The request: Format each line of the data below as a string in a single JSON list, one string per line, skipping blank lines. Leave out the pictures.

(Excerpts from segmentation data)
.....

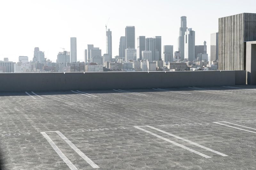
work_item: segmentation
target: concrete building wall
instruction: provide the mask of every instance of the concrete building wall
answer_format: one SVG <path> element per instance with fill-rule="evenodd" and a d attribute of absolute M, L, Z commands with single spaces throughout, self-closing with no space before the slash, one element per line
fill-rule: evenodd
<path fill-rule="evenodd" d="M 219 69 L 246 69 L 245 41 L 256 41 L 256 14 L 242 13 L 219 19 Z"/>
<path fill-rule="evenodd" d="M 0 91 L 166 88 L 245 84 L 245 71 L 2 73 Z M 195 80 L 196 81 L 195 81 Z M 102 82 L 104 82 L 104 85 Z M 239 83 L 239 84 L 238 84 Z"/>

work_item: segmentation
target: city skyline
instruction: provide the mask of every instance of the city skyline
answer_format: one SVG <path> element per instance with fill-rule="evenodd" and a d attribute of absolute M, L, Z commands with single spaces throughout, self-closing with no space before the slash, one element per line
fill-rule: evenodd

.....

Solution to the exercise:
[
  "work_item: segmentation",
  "target: concrete building wall",
  "instruction: provide the mask of every instance of the concrete building wall",
  "answer_format: one SVG <path> element per instance with fill-rule=\"evenodd\" and a d attribute of absolute M, L, Z commands with single spaces throughout, self-closing with no space before the slash, one element per line",
  "fill-rule: evenodd",
  "<path fill-rule=\"evenodd\" d=\"M 219 69 L 246 69 L 245 41 L 256 41 L 256 14 L 242 13 L 219 19 Z\"/>",
  "<path fill-rule=\"evenodd\" d=\"M 0 91 L 166 88 L 245 84 L 245 71 L 2 73 Z M 195 80 L 196 81 L 195 81 Z M 102 82 L 104 82 L 104 85 Z M 239 83 L 239 84 L 238 84 Z\"/>",
  "work_item: segmentation",
  "target: city skyline",
  "instruction: provide the mask of every instance of the city skyline",
  "answer_format: one SVG <path> element per instance with fill-rule=\"evenodd\" and a d attribute of absolute M, L, Z commands with single spaces throughout, self-closing with no space before the slash, one element per line",
  "fill-rule: evenodd"
]